In the records below, find the line containing "Study the picture above. For each instance of the sky, find" and restate it and all lines after it exactly, through the last line.

[Items listed in a dataset]
Start of Block

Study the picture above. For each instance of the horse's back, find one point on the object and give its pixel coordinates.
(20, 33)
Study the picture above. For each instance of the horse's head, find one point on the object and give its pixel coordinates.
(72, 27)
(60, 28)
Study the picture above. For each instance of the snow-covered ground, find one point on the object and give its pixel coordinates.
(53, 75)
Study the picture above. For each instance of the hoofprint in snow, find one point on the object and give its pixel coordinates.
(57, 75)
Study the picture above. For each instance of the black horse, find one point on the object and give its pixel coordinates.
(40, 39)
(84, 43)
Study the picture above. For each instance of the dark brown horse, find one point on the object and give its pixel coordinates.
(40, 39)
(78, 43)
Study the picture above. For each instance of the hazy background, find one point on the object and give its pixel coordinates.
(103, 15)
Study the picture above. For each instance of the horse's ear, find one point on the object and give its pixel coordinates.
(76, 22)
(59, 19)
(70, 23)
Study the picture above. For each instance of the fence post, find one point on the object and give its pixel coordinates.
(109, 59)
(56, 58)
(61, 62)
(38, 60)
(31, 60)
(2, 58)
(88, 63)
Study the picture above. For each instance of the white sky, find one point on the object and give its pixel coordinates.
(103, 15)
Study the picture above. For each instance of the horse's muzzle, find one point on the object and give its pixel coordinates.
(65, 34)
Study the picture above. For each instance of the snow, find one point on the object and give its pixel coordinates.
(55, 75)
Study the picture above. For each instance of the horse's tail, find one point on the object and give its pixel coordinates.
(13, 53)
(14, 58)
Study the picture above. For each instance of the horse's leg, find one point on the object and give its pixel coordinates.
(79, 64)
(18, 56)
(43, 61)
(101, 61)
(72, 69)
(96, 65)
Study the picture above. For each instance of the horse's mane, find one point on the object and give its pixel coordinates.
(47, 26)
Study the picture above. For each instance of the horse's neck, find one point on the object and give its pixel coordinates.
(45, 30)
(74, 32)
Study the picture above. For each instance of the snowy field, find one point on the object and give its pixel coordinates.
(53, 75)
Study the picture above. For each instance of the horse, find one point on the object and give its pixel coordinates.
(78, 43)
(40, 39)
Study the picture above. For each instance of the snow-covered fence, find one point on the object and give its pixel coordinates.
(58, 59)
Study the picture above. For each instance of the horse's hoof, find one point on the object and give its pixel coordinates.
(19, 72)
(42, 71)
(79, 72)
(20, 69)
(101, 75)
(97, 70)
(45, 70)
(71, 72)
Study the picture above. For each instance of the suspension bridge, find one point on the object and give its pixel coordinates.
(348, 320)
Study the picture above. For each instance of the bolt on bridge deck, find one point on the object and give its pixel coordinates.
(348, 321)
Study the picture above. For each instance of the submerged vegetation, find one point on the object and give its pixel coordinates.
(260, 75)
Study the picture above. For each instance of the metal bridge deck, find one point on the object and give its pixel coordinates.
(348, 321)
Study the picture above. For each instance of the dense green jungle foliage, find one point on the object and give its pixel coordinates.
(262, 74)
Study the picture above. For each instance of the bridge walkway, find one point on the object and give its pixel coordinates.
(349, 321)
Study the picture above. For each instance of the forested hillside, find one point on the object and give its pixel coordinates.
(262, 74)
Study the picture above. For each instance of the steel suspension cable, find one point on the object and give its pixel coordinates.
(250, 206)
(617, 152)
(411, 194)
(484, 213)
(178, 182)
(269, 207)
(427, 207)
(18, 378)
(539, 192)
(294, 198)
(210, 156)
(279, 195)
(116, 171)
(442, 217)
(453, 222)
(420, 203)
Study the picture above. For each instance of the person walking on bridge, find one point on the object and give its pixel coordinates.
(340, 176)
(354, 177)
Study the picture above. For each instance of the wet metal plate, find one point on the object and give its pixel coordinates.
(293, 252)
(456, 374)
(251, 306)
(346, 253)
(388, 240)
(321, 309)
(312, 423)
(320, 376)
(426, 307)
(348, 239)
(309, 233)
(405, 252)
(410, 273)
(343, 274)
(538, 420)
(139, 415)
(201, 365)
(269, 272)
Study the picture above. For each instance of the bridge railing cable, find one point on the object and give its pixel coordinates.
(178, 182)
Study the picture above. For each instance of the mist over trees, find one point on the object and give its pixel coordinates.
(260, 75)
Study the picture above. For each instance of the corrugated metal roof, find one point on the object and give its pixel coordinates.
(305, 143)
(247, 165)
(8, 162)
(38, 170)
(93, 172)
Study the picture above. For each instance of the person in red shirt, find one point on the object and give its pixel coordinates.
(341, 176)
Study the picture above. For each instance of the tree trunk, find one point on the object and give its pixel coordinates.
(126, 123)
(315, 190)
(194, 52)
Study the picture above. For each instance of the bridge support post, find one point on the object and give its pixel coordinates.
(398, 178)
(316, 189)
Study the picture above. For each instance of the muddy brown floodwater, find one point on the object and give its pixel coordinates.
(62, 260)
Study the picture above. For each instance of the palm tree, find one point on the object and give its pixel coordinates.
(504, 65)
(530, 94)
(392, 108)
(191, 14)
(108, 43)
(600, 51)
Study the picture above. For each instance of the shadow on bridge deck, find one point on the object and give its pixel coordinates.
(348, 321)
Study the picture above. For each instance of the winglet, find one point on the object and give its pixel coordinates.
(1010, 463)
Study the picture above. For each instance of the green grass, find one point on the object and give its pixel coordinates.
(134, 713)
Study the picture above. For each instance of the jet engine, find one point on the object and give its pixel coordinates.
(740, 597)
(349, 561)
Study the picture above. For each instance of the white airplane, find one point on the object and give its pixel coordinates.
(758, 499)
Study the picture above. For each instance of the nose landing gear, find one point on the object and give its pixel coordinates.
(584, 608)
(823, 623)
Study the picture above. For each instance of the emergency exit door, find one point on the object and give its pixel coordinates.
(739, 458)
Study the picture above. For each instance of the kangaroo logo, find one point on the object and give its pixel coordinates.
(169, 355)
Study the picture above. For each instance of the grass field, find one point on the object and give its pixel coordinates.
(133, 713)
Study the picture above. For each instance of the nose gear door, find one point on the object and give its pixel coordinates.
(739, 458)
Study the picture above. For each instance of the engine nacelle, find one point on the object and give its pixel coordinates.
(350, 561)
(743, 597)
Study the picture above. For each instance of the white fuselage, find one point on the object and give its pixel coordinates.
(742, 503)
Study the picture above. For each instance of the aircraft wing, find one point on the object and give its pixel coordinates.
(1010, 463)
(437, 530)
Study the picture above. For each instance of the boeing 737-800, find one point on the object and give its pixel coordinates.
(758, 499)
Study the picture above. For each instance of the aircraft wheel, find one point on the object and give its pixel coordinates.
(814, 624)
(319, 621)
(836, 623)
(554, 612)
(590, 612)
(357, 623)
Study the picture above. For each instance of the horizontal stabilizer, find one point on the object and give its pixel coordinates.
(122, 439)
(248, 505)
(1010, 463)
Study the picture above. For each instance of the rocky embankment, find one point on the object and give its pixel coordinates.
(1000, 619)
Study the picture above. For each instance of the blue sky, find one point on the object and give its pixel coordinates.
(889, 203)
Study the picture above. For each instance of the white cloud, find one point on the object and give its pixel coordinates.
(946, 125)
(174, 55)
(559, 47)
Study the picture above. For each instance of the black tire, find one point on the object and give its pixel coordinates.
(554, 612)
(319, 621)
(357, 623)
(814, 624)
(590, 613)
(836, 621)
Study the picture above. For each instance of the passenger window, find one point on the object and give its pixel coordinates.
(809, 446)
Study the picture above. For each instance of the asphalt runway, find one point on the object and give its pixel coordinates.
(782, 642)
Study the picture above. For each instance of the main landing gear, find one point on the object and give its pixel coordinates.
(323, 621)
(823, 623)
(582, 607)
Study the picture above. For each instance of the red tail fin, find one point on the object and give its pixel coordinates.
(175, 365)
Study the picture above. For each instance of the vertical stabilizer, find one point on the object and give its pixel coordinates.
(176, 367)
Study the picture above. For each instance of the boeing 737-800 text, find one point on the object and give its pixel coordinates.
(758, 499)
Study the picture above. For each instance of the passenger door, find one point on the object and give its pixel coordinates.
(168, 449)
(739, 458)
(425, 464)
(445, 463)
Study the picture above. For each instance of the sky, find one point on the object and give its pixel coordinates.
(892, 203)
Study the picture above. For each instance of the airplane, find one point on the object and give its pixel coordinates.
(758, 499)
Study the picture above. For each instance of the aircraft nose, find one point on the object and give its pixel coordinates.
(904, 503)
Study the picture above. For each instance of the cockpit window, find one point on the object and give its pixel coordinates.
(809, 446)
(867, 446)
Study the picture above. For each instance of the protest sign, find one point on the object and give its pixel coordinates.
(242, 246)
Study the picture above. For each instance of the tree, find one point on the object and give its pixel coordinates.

End of Block

[SOLUTION FOR THIS EXERCISE]
Study the picture above. For each instance of the sky, find one point on the object and give its pixel coordinates.
(892, 203)
Study the picture above. For each instance of the airplane, find one point on the object and give its pixel coordinates.
(758, 499)
Study the picture above. For each instance of the aircraft nose, find one point on the object and give its pixel coordinates.
(904, 503)
Study the picture above. For each instance of the cockpit window, find one point on the object and give its pixel coordinates.
(809, 446)
(867, 446)
Study the picture above. For each instance of the protest sign, find one point on the object and give its pixel coordinates.
(242, 246)
Study the picture above. For each instance of the tree, find one point on the object and give its pixel coordinates.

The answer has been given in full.